Unicameral legislature of Austin, Texas

The Austin City Council is the unicameral legislature of the city of Austin, Texas, United States of America. The mayor is included as a member of the council and presides over all council meetings and ceremonies. The current mayor of Austin is Kirk Watson. The duty of the council is to decide the city budget, taxes, and various other ordinances. While the council is officially nonpartisan, all current council members are affiliated with the Democratic Party. District 7 council member Mike Siegel is associated with the Democratic Socialists of America.

Before 2012, the council was composed of six at-large elected members and the mayor, and members could only serve three terms (nine years) on the council. However, in 2012 the citizens of Austin approved two propositions that established ten single-member districts within the city and assigned council and mayoral seats staggered four-year terms, with members limited to two terms. However, the mayor remains as the 11th member on the council, an arrangement known as 10 to 1. The new setup was first implemented in advance of the 2014 elections, following a 2012 ballot initiative.

● ● ●

Requirement >>
Answer these questions from the text on the Austin City Council.
(a) Who is the current mayor of Austin?
(b) Before 2012, how many at-large elected members sat on the council alongside the mayor?
(c) How many single-member districts did the 2012 propositions establish within the city?

● ● ●

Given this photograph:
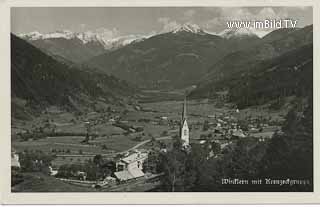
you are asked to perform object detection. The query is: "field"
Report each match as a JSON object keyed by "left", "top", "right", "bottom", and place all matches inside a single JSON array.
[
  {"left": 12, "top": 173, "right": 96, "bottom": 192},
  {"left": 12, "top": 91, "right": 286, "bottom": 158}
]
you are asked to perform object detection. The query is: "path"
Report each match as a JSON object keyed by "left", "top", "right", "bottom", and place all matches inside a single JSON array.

● ● ●

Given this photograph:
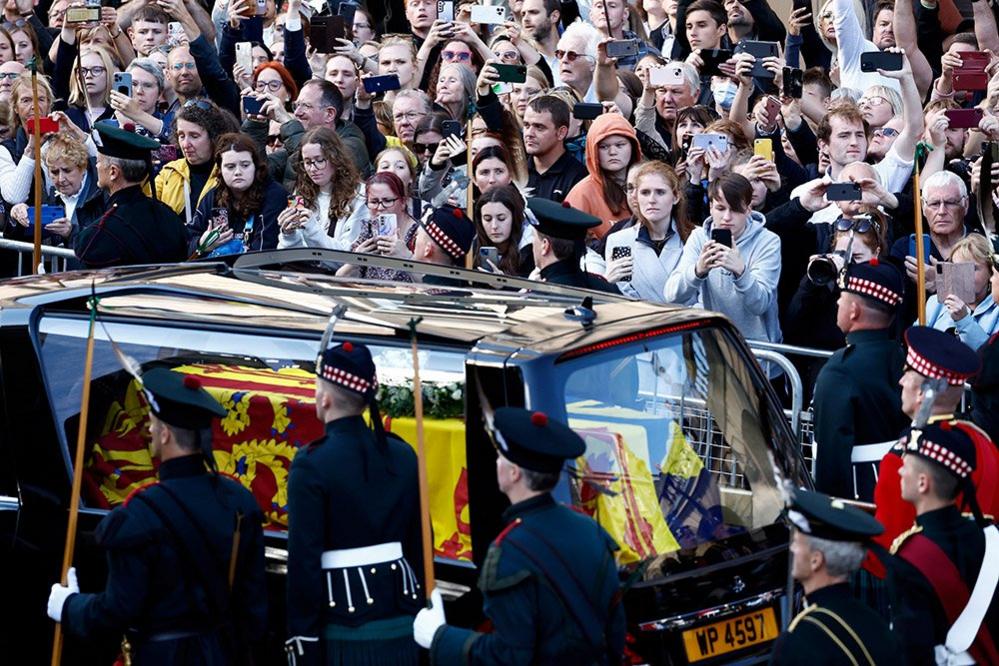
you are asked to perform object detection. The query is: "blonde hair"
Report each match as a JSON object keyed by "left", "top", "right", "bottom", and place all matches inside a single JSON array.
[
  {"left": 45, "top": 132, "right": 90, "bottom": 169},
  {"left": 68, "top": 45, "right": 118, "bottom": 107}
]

● ● ●

Reply to the task >>
(a) Kirk Watson
(b) Six
(c) Ten